### WHAT THE EXERCISE ASKS
Give the number of lines in the data that contain the word "lamp"; no other text is needed.

### SUPPLIED MATERIAL
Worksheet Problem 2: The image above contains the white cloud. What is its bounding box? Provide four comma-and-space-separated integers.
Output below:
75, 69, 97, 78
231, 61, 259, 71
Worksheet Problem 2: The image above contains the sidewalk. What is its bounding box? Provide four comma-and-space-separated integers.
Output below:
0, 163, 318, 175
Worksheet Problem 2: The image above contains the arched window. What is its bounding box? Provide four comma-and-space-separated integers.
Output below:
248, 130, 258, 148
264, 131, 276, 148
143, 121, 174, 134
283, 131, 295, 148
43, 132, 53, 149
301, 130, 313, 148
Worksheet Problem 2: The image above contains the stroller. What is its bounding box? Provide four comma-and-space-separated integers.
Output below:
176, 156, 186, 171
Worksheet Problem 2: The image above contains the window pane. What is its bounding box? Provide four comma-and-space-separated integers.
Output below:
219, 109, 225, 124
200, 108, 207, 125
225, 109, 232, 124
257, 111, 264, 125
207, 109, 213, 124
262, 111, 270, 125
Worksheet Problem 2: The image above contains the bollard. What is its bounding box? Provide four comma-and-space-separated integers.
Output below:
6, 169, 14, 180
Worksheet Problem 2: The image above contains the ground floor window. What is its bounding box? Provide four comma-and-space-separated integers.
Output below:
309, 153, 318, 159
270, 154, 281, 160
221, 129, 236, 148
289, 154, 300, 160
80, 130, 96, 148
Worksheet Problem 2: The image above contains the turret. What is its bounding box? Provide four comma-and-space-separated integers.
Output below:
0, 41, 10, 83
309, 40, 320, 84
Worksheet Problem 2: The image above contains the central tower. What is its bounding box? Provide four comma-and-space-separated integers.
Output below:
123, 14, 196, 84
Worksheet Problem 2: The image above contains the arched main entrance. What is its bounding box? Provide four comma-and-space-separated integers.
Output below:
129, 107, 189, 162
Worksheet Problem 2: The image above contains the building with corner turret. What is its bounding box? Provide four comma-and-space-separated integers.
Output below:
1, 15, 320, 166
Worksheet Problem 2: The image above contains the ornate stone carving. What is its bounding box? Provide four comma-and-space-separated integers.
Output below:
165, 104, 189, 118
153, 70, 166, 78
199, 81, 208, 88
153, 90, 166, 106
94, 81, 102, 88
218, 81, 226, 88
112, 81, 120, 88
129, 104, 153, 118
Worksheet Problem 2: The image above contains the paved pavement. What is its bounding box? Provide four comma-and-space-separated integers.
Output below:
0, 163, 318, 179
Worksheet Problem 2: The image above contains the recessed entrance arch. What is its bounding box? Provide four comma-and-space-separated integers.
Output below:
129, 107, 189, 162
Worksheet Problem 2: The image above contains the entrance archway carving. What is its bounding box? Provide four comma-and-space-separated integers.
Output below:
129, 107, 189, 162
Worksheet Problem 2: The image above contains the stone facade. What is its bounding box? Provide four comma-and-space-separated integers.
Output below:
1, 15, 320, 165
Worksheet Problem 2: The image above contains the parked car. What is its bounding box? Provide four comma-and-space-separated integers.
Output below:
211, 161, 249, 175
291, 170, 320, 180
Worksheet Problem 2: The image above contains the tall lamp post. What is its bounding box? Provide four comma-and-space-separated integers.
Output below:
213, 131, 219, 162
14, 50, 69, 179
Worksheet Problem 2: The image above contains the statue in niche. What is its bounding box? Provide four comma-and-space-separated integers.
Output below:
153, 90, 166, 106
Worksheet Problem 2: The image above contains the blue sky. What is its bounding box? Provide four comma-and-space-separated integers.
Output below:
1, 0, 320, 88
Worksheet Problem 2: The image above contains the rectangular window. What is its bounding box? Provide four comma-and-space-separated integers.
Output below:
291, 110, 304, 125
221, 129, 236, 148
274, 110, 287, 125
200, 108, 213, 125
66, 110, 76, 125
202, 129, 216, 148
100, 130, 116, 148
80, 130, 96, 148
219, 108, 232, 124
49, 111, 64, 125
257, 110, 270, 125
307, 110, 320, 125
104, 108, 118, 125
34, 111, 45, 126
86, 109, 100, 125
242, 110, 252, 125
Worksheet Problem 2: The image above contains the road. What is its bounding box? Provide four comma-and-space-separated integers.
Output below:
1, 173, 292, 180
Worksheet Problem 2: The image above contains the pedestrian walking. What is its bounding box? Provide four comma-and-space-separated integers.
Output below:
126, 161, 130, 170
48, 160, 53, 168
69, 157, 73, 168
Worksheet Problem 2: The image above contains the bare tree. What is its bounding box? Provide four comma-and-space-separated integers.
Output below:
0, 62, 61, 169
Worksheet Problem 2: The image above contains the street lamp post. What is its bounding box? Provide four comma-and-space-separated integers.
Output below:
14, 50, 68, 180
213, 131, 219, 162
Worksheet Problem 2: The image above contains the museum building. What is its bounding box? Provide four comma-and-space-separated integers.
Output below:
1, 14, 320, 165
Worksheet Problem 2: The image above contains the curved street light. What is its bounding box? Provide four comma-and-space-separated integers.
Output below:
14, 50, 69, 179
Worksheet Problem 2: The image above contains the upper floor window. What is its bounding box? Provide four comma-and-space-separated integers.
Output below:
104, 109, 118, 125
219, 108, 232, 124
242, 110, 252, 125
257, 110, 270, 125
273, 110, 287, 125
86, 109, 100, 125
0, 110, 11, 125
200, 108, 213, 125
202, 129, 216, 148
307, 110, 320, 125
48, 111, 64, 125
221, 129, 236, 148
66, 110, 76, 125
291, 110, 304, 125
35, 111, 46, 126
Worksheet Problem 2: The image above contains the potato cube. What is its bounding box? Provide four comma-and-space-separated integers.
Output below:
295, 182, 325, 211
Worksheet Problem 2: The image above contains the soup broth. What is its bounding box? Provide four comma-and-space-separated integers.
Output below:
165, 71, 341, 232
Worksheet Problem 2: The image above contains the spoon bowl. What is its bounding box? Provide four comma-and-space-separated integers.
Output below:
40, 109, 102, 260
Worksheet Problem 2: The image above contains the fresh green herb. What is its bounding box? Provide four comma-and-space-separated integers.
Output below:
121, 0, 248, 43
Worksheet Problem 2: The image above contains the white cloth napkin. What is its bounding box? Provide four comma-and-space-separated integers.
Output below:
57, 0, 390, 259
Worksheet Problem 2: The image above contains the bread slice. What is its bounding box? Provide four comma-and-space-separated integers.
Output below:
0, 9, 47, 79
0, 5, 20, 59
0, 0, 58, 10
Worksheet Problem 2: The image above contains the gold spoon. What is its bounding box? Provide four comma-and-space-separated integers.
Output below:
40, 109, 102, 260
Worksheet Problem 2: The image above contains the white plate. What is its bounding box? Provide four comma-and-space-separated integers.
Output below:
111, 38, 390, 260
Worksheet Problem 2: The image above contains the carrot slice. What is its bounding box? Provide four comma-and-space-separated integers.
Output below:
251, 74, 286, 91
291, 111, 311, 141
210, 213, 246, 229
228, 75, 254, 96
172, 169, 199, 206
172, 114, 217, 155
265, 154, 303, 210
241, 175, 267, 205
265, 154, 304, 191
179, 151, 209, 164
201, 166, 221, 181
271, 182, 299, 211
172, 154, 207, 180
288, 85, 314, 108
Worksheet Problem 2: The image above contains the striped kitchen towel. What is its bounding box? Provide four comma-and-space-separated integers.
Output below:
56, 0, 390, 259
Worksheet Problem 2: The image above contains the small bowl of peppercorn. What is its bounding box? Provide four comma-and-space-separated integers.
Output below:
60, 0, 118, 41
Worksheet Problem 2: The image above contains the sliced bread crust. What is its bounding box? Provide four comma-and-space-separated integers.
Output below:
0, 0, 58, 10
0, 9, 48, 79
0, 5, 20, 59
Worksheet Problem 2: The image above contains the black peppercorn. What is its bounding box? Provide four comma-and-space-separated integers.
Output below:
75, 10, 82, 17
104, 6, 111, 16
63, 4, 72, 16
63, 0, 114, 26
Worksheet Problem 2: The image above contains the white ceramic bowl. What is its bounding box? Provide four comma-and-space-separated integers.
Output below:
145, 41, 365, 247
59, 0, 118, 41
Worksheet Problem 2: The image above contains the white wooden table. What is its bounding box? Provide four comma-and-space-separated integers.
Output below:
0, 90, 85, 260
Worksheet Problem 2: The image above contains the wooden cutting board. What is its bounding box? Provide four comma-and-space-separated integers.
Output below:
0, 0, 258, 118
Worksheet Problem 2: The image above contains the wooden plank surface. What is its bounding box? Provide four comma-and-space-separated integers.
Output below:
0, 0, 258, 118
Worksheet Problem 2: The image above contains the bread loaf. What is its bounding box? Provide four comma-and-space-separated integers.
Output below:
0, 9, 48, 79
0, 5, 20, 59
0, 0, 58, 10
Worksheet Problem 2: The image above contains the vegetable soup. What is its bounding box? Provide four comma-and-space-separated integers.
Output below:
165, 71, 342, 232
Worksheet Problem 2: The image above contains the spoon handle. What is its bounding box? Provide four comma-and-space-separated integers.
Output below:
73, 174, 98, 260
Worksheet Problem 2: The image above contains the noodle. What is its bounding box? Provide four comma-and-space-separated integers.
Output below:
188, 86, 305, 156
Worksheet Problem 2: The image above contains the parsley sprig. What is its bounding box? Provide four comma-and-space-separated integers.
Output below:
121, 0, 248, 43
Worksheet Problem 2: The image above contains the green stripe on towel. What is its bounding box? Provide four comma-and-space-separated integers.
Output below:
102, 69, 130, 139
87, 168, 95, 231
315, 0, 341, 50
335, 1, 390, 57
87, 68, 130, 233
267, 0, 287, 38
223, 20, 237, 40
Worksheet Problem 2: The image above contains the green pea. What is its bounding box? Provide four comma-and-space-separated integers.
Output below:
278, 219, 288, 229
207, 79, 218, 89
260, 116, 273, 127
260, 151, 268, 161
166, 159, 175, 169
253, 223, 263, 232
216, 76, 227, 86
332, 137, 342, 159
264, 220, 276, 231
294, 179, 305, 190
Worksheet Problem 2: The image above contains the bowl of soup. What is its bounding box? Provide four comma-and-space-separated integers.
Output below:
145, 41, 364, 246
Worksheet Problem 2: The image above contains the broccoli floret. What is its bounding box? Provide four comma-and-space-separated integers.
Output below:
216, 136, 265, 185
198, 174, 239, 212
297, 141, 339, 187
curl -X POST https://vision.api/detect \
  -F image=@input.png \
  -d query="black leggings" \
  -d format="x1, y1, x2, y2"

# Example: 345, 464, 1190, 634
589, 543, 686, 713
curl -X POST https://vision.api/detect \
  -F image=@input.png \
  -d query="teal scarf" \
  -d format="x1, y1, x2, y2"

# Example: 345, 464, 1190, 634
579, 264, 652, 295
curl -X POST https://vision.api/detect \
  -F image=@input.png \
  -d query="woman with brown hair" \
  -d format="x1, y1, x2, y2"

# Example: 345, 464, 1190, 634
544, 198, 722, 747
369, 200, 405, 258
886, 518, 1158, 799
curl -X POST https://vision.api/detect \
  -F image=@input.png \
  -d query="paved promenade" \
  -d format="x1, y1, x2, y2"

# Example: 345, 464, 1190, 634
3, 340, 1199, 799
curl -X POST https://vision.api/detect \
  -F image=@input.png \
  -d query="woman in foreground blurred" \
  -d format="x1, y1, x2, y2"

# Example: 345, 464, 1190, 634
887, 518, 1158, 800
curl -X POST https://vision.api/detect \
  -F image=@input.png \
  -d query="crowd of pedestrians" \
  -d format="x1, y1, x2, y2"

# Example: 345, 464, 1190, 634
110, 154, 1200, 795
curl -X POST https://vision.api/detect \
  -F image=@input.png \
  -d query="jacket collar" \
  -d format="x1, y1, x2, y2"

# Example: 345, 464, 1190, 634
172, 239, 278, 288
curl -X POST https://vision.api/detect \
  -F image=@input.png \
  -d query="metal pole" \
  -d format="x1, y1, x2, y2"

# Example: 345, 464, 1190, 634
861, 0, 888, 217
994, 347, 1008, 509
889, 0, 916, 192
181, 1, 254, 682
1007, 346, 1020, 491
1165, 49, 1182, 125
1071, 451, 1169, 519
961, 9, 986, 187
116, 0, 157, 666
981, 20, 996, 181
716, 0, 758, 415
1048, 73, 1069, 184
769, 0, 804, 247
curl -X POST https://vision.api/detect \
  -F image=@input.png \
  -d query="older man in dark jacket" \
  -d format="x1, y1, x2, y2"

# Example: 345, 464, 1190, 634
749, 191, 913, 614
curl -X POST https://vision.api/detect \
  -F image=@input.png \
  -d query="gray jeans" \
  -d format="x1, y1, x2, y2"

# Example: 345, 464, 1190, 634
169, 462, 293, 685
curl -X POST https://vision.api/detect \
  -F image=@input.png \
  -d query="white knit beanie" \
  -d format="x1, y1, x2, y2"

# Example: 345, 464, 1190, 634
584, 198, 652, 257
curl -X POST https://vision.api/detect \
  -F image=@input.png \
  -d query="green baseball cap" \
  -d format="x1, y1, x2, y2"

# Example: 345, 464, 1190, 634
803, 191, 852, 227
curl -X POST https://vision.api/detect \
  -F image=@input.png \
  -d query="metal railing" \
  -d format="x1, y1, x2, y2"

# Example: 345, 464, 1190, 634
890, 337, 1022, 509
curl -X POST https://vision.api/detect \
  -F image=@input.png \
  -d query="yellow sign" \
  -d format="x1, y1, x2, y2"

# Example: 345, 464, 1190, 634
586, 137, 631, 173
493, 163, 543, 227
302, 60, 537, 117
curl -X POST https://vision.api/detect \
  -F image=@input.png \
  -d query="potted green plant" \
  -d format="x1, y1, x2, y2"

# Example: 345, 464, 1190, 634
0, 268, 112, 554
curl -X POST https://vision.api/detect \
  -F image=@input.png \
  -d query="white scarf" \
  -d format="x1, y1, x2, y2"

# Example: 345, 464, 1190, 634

### FINAL ANSWER
2